> [Data lines]:
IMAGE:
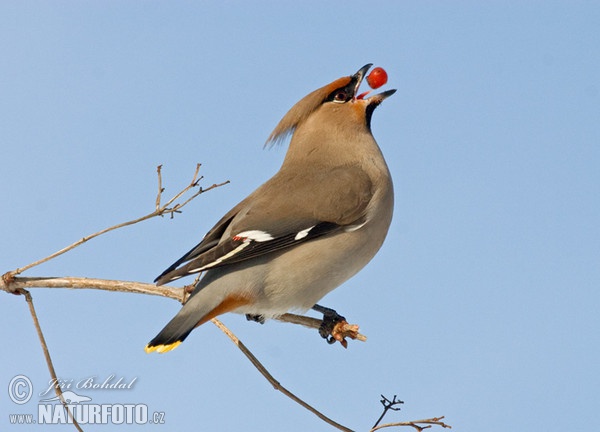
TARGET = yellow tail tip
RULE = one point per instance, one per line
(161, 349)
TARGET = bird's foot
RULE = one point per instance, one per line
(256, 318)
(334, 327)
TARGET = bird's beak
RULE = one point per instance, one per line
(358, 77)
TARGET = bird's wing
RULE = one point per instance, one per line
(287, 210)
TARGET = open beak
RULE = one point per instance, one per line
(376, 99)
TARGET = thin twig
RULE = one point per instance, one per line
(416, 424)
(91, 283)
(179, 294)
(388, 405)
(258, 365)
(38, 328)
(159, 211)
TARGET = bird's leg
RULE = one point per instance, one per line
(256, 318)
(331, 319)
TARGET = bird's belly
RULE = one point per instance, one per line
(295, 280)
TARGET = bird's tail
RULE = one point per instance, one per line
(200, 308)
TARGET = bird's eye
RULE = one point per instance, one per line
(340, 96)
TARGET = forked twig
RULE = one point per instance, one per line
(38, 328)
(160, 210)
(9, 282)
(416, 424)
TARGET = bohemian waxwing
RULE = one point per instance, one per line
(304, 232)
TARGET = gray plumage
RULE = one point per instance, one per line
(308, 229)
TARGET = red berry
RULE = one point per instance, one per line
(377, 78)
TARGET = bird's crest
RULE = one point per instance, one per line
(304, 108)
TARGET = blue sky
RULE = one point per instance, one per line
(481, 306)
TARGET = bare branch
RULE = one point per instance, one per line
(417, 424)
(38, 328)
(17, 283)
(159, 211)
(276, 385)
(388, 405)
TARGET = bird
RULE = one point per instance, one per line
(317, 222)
---
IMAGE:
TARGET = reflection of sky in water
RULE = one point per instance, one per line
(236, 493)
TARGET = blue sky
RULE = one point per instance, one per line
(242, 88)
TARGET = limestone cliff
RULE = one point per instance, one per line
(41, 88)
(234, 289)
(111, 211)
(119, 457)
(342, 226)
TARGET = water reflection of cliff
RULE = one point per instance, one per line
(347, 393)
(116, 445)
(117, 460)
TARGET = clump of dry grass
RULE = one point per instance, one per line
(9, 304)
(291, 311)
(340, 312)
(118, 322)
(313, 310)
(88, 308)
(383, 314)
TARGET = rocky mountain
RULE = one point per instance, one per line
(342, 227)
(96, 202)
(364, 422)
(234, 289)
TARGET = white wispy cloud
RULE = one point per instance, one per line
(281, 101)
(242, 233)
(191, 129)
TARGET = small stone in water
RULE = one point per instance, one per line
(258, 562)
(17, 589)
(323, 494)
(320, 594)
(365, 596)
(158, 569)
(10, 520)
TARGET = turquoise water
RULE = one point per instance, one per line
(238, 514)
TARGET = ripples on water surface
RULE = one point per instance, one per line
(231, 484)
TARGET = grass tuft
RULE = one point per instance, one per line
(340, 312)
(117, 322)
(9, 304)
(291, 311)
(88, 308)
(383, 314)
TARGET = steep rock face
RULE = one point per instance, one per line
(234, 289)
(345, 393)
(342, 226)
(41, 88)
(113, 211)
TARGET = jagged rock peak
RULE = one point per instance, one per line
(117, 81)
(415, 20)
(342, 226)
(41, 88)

> [Exercise objective]: State how many lines in the records contain the string "reflection". Reply with the number alone.

> [Result of this task]: 2